* EXCERPT TO READ
★ ★ ★ ★ ★

June 4th 2019 | University of Strathclyde, Glasgow


Dr David Lewin

Senior Lecturer in Philosophy of Education

Dr David Lewin is Senior Lecturer in Philosophy of Education at Strathclyde University. His research examines the intersections between philosophy of education, philosophy of religion and philosophy of technology. As well as numerous articles and edited books, he is the author of 'Educational Philosophy for a Post-secular Age' (Routledge, 2016) and ’Technology and the Philosophy of Religion’ (Cambridge Scholars, 2011). https://www.strath.ac.uk/staff/lewindaviddr/ 

James Turing

CEO and Founder, Turing Trust

James Turing is the founder and CEO of the Turing Trust a social enterprise that has supported 142 schools in sub-Saharan Africa by reusing over 5,600 computers and improving teacher training using ICT. The Turing Trust also provides skills development in the UK while reducing waste and contributing to an environmentally friendly society by offsetting over 2,700 tonnes of CO2.

James is also currently completing a PhD in International Development at the University of Edinburgh. James has previously presented his work at international conferences in the US, Japan and Kenya.

★ ★ ★ ★ ★

* DATASET

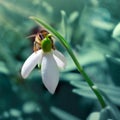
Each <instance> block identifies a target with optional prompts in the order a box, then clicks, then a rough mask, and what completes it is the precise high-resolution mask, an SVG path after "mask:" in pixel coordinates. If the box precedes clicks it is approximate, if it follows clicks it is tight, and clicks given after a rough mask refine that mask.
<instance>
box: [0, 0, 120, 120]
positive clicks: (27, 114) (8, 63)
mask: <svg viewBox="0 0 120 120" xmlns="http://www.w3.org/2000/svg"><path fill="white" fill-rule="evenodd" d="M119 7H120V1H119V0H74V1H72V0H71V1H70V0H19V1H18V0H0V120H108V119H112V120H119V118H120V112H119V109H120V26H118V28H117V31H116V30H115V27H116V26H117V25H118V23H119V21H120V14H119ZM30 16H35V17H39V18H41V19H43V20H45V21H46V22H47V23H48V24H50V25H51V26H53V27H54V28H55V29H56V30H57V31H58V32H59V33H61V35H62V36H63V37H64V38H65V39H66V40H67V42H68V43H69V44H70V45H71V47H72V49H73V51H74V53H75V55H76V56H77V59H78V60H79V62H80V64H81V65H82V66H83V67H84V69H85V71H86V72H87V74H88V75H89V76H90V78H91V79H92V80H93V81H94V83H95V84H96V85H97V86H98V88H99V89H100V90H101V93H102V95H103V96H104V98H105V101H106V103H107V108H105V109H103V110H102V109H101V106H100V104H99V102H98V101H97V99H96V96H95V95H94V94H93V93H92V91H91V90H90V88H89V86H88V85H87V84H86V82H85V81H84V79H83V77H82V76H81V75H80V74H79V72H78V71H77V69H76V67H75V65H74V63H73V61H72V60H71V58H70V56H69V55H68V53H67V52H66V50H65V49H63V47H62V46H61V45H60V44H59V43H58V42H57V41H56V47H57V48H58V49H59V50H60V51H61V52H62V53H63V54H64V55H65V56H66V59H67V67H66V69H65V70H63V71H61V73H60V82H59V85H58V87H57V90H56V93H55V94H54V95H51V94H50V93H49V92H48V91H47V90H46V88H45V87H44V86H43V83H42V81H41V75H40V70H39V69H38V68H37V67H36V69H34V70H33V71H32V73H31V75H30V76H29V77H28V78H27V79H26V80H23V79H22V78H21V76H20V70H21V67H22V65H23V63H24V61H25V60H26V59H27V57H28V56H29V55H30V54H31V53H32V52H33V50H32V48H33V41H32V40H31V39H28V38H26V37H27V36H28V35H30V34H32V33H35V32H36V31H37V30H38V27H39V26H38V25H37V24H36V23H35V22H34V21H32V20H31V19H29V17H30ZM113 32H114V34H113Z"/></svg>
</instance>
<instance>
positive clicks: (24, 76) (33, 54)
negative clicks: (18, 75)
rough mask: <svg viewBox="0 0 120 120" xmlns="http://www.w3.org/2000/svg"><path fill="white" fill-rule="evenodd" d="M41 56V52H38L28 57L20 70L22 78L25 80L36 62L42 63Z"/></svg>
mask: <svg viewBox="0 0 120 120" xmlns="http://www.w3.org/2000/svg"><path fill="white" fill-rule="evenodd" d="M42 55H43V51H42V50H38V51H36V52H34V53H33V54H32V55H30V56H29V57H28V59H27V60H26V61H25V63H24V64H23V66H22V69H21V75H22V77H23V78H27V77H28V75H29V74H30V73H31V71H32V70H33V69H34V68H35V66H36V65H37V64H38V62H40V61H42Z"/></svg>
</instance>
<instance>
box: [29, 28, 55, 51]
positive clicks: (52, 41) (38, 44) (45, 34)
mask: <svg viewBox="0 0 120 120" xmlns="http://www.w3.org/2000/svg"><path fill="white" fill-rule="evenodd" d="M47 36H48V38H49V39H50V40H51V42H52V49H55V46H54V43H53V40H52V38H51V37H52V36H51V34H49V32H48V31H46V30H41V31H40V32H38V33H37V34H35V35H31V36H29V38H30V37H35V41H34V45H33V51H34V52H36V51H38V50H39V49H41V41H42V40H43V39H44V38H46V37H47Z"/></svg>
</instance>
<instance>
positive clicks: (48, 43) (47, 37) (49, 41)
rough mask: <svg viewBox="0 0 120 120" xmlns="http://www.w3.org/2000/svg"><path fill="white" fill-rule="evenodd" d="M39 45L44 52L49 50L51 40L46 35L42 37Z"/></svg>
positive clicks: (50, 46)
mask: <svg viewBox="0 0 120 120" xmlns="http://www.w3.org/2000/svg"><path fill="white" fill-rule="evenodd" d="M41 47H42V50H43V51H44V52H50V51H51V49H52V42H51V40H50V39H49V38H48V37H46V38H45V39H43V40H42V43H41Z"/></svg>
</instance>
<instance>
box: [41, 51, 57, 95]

★ ★ ★ ★ ★

* TASKS AND EXERCISES
A) Please answer these questions using the speaker biographies, one answer per line, marked to match:
(i) Which publisher brought out 'Educational Philosophy for a Post-secular Age'?
(ii) How many schools has the Turing Trust supported?
(iii) At which university is James Turing completing his PhD?
B) For each statement, decide whether the speaker biographies support it. Answer yes or no and quote the words that settle it.
(i) The Turing Trust has reused more than 5,600 computers.
(ii) David Lewin is a Professor of Philosophy of Education.
(iii) James Turing has presented his work at a conference in Germany.
C) Carry on the speaker biographies from the point where they stop.
The records can be left aside; none of what comes next relies on them.

* TASK-BY-TASK RESULTS
A)
(i) Routledge (2016)
(ii) 142 schools in sub-Saharan Africa
(iii) The University of Edinburgh

B)
(i) Yes: "reusing over 5,600 computers"
(ii) No: "Senior Lecturer in Philosophy of Education"
(iii) No: "international conferences in the US, Japan and Kenya"

C)
Paul Nisbet

Director, CALL Scotland

Paul Nisbet is a Senior Research Fellow at the University of Edinburgh and Director of CALL Scotland. CALL is a service, development and research unit funded primarily by the Scottish Government to lead the application of inclusive digital technologies in Scotland. Paul has worked in the field of Assistive Technologies for many years and has developed a number of innovative projects that have helped Scottish education take a lead in the field internationally, such as SQA Digital Examinations, the Books for All Database, national provision of core assistive technologies such as free Scottish computer voices, and the CALL Smart Wheelchair. Paul is a member of the CALL assessment and support team working directly with learners with additional support needs, which helps him to see at first hand what works and what doesn’t in terms of inclusive digital technology.

Dr Lorna Arnott

Lecturer, University of Strathclyde

Lorna Arnott is a Lecturer in the School of Education, University of Strathclyde. Lorna’s main area of interest is in children’s early experiences with technologies, particularly in relation to social and creative play. She also has a keen interest in research methodologies, with a specialist focus on consulting with children. At the University of Strathclyde, Lorna teaches on the BA (Hons) Childhood Practice, The Early Years Pedagogue as part of the modular Master’s of Education, BA (Hons) Education and the PGDE course. Lorna is the convener for the Digital Childhoods Special Interest Group as part of the European Early Childhood Educational Research Association and is the Editorial Assistant for the International Journal of Early Years Education and for the Journal of Early childhood Research. She was also the editor for the book Digital Technologies and Learning in the Early Years by SAGE.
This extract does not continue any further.